═══ INPUT ═══

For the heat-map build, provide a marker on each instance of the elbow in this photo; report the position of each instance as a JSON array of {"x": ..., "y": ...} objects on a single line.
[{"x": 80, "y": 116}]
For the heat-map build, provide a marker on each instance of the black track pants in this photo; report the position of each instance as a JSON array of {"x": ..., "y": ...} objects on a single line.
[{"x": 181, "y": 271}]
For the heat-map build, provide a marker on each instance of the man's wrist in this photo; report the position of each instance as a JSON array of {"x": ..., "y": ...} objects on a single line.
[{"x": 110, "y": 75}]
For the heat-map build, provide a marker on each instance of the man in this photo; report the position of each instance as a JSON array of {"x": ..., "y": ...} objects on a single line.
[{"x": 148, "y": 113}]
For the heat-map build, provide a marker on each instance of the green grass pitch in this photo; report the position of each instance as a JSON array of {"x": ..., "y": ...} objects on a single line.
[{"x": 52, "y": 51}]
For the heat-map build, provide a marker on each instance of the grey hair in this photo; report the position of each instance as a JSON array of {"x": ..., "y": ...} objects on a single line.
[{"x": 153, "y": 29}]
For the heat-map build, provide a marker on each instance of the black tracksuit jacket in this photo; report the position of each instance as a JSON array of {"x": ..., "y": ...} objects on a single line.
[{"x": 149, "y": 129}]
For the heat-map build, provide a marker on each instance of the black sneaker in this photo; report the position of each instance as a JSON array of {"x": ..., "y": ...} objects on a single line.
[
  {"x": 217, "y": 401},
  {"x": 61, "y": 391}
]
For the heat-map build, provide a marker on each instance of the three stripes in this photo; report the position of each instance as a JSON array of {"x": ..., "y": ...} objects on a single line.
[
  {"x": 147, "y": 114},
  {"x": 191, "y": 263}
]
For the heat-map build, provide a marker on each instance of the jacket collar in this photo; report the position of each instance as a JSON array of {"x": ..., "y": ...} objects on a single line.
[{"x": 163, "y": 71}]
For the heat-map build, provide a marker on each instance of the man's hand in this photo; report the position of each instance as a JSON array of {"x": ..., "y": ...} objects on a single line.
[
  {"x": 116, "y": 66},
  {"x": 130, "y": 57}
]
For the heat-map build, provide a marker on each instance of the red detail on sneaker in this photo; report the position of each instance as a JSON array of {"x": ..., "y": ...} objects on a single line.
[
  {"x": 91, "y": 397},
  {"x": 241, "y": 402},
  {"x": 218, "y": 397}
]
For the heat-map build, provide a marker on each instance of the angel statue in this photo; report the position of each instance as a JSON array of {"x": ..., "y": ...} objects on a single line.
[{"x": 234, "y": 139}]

═══

WORK TO BE COMPLETED - Rewrite every line of the data from the line containing "of the angel" through the end of the data, with each x and y coordinate in the answers shifted up by 21. Leave all other lines unchanged.

SOLVED EXERCISE -
For the heat-map build, provide a marker on each instance of the angel statue in this photo; report the position of each instance as a JSON array of {"x": ..., "y": ...} objects on a single line.
[{"x": 255, "y": 160}]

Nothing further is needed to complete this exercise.